TASK PROMPT
Return the records below from the line containing "Wildlife-tally request: put a marker on the rubber-soled" onward, exactly, through and including the last line.

--- start PROVIDED INFORMATION ---

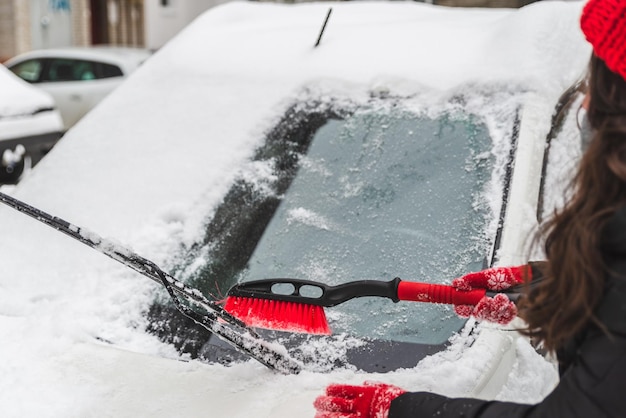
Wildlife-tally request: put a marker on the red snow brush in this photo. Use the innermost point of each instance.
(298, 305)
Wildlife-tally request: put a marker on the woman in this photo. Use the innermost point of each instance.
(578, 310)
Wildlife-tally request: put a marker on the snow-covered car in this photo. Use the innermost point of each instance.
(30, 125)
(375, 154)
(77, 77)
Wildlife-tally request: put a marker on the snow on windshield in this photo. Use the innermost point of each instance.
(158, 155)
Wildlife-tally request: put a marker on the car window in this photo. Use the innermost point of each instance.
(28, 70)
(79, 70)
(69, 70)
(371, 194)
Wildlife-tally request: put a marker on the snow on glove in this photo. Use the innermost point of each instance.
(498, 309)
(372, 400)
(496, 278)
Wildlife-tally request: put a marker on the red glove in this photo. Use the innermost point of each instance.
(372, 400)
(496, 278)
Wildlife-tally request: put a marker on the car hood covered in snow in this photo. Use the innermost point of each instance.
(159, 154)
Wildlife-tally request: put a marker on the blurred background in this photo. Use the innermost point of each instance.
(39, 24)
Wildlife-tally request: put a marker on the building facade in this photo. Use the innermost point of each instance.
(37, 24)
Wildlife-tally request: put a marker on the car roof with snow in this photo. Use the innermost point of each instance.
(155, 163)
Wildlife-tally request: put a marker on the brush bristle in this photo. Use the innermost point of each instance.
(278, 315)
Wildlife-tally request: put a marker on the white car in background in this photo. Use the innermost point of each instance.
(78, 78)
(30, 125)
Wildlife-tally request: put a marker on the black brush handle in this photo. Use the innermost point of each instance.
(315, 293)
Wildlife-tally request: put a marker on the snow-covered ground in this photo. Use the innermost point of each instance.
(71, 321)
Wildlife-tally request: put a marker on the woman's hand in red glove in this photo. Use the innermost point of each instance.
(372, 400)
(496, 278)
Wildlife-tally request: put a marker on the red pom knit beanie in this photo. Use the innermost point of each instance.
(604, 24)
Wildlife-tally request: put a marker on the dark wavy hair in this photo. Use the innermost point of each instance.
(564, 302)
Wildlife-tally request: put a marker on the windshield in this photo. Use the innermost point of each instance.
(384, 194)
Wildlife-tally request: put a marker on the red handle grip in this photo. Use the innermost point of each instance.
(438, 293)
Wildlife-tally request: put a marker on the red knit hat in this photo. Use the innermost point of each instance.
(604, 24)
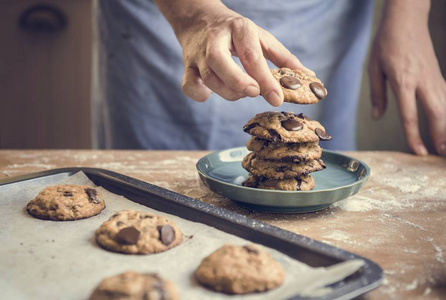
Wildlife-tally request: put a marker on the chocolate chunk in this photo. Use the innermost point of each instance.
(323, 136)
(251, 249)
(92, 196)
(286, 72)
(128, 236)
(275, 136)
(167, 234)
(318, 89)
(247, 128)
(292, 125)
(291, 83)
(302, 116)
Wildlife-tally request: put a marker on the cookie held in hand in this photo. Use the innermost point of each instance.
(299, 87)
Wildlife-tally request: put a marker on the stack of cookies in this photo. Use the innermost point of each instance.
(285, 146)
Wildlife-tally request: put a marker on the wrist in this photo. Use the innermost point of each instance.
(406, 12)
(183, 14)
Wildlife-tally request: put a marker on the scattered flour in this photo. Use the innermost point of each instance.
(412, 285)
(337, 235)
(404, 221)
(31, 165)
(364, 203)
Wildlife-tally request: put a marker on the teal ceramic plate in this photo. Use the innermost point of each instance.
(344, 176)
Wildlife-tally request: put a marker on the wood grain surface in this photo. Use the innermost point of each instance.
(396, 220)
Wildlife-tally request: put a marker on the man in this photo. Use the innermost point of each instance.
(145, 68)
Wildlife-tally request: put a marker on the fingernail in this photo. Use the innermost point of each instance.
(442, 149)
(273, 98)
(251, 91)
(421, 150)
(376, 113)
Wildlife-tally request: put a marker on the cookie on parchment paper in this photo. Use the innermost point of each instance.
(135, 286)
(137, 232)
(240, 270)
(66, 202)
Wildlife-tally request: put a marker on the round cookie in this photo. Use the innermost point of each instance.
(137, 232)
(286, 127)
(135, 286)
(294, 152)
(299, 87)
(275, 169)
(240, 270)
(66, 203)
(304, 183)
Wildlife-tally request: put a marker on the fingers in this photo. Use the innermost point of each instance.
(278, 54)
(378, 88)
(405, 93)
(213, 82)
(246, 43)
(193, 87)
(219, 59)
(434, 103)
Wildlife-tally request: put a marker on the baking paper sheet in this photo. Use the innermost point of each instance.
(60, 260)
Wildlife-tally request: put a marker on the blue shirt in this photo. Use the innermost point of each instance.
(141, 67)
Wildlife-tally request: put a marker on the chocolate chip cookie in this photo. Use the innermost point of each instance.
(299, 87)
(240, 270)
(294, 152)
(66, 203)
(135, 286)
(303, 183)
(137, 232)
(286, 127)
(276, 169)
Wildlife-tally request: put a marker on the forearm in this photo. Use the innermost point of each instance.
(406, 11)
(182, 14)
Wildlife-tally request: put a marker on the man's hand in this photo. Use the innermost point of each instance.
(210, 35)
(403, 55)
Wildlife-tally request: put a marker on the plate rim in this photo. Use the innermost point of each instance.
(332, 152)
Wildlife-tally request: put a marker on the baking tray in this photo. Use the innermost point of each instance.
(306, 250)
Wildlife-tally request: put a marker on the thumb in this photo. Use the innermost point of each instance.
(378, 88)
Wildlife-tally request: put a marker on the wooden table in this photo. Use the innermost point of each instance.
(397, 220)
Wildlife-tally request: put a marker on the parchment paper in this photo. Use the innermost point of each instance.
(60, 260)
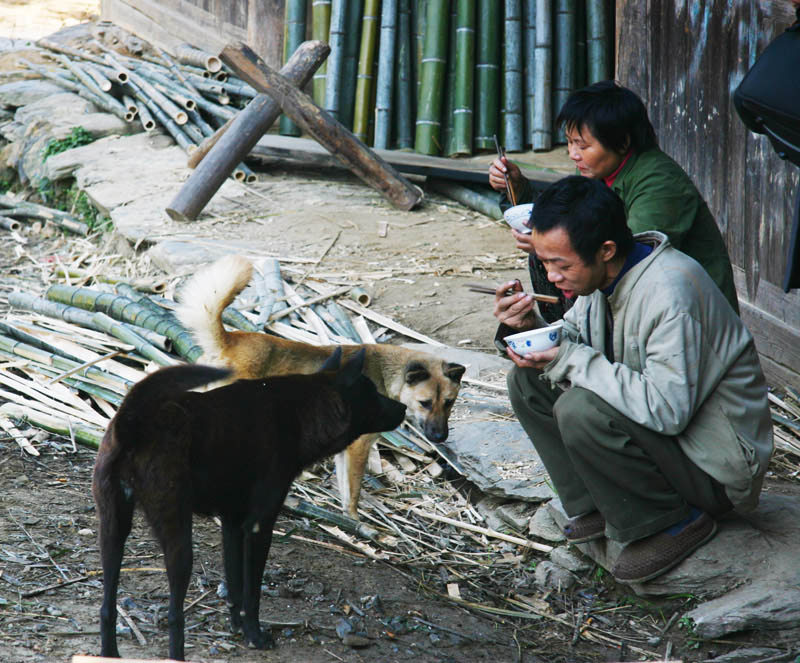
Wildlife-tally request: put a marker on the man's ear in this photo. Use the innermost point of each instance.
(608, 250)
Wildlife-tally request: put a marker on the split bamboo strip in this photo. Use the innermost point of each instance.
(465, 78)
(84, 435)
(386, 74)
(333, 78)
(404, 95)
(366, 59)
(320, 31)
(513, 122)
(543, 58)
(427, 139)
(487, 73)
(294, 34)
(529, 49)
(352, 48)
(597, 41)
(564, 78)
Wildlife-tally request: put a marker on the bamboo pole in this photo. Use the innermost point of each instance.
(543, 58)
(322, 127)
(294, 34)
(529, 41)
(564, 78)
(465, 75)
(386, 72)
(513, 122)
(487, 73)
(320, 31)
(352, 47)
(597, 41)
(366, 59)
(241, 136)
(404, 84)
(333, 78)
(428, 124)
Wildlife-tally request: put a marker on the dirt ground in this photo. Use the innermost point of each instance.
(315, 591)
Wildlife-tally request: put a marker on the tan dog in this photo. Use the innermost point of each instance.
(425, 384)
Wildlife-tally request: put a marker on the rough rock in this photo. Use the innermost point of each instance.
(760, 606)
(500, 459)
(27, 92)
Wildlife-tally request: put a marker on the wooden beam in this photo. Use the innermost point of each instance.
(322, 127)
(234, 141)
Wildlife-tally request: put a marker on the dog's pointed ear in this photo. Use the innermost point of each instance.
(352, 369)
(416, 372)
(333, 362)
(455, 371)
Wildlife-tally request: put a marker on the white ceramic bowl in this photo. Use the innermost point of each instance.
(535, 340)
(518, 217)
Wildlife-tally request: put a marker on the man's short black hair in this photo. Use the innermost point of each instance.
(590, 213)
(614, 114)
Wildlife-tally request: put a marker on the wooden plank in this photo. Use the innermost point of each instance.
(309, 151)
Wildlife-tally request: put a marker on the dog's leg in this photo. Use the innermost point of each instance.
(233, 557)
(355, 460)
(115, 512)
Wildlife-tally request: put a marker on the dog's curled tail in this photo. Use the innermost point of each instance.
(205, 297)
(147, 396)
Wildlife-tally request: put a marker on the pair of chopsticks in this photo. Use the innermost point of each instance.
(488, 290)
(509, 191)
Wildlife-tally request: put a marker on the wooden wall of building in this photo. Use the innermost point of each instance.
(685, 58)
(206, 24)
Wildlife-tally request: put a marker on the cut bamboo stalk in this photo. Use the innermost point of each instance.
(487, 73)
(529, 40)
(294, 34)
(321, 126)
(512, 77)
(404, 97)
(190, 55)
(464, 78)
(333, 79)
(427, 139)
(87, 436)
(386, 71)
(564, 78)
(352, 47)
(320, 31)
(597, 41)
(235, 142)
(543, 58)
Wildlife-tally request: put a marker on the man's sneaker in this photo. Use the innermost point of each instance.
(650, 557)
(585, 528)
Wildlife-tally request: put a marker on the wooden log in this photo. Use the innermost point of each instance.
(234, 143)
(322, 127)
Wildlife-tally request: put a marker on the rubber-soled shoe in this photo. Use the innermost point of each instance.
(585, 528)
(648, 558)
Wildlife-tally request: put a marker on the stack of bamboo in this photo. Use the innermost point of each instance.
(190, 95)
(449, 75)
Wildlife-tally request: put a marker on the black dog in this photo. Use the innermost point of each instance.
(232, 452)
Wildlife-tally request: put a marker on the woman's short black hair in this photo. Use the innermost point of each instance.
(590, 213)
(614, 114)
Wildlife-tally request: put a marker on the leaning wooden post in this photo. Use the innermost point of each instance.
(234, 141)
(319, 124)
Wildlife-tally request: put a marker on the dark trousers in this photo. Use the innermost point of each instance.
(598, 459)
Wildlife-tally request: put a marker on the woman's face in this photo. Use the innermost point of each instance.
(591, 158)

--- end PROVIDED INFORMATION ---

RESULT FOR THIS EXERCISE
Wildlife-tally request: put a marker on the rubber-soled shoe in this photo. Use the innermost point of each instance.
(585, 528)
(648, 558)
Wildlife-tally request: put a marker on the stack of bamboo in this photo. Use the innermost point of each instance.
(190, 95)
(449, 75)
Wildlife-tally request: put a marker on the black dog in this photo. Use the innermost point of each instance.
(232, 452)
Wildlife-tally request: put a marker on the woman's short black hair in this photo. Use the innermost point of each instance.
(590, 213)
(614, 114)
Wildlife-tally request: put a marker on the leaning wooden post in this photo. Use the innermost point of each instance.
(234, 141)
(319, 124)
Wildlife-tally request: put a marker on the dark trousers in this photo. Use the innermost point of each instance.
(598, 459)
Wildlife-tally request: put a marker on the woman's face in this photo. Use the innermost point of each instance.
(591, 158)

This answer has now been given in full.